- **Set task**:
Write out everything in the material from the line containing "on ladder on this photo." down to the line containing "<point>82,142</point>", both ends included and requests kept. Shift every x and y coordinate in the answers by -132.

- **Given entries**:
****

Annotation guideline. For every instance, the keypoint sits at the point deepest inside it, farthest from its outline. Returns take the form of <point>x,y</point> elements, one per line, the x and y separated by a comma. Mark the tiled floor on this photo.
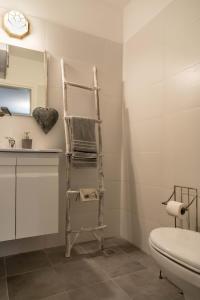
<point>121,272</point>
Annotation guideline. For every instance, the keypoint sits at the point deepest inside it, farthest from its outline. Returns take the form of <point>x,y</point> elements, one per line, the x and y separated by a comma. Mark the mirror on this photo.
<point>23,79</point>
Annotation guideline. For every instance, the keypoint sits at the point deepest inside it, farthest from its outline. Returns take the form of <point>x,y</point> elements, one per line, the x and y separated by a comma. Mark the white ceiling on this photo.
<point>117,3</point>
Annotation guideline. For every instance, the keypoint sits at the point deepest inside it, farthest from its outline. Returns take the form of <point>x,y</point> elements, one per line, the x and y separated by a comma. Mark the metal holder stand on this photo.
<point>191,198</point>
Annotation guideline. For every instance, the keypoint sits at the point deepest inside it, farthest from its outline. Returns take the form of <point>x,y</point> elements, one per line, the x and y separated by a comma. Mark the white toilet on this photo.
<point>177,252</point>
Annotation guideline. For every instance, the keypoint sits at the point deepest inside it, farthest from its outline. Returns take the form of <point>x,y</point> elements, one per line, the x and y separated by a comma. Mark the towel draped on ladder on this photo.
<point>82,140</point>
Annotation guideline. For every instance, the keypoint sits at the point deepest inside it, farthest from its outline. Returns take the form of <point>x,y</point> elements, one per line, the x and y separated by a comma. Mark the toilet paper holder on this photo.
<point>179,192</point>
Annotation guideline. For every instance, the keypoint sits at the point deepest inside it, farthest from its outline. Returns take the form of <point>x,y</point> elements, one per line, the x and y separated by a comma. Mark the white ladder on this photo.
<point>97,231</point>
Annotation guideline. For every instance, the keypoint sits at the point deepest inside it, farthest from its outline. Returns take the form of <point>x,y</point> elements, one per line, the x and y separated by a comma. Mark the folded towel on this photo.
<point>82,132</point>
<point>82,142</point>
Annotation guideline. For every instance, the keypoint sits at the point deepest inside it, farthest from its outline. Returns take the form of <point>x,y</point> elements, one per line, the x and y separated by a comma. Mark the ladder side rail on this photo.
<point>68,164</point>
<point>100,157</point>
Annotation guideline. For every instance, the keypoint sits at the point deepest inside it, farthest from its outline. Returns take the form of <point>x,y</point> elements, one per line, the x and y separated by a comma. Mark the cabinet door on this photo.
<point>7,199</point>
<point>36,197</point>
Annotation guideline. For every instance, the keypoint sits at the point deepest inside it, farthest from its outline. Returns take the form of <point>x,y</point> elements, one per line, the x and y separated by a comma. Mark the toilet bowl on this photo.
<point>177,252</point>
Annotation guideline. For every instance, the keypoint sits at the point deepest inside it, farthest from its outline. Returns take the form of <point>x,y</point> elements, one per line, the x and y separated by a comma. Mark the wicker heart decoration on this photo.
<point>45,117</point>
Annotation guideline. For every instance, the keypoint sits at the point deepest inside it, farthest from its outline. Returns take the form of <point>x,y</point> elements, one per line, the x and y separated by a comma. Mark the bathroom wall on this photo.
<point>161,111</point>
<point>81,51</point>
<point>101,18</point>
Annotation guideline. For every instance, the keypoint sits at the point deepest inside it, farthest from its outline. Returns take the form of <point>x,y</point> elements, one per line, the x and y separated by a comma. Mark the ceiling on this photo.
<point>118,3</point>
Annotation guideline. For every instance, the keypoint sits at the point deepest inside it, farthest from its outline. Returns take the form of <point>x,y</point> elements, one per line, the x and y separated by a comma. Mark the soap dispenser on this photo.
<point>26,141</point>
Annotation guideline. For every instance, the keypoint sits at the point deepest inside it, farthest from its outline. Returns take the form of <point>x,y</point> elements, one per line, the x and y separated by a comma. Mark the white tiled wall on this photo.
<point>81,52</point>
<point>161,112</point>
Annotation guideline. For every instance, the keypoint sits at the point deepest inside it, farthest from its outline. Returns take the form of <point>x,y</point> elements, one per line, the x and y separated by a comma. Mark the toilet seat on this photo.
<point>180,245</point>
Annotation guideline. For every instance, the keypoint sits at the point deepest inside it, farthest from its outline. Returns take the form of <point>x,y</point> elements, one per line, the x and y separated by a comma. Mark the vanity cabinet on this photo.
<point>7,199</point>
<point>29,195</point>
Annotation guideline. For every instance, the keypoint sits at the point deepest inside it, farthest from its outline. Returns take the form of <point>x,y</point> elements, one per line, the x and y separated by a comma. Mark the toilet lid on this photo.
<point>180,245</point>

****

- **The solution**:
Annotation guideline. For every instance, the keypoint sits at the point deepest inside it, farthest from its outline. Returns take the form of <point>x,y</point> elements, one per line, the x and y separated by a comma. Mark the towel draped on ladder on this photo.
<point>-50,8</point>
Annotation guideline. For every instance, the keypoint sits at the point deepest inside it, farthest from its outline. Returns take the form of <point>x,y</point> elements, one per line, the x and y separated by a comma. Mark the toilet paper holder on this photo.
<point>47,60</point>
Annotation guideline. For every instance, the keypoint sits at the point deepest inside it, farthest from its outline. Returns take the form of <point>x,y</point> elements, one per line, the x and y separated by a comma. Mark the white ladder on this photo.
<point>-35,99</point>
Annotation guideline. For every instance, the keypoint sits at the point deepest inside it, farthest from its outline. Returns take the form of <point>x,y</point> elements, one per line, the x and y separated by a comma. Mark the folded towel on this photo.
<point>-50,0</point>
<point>-50,10</point>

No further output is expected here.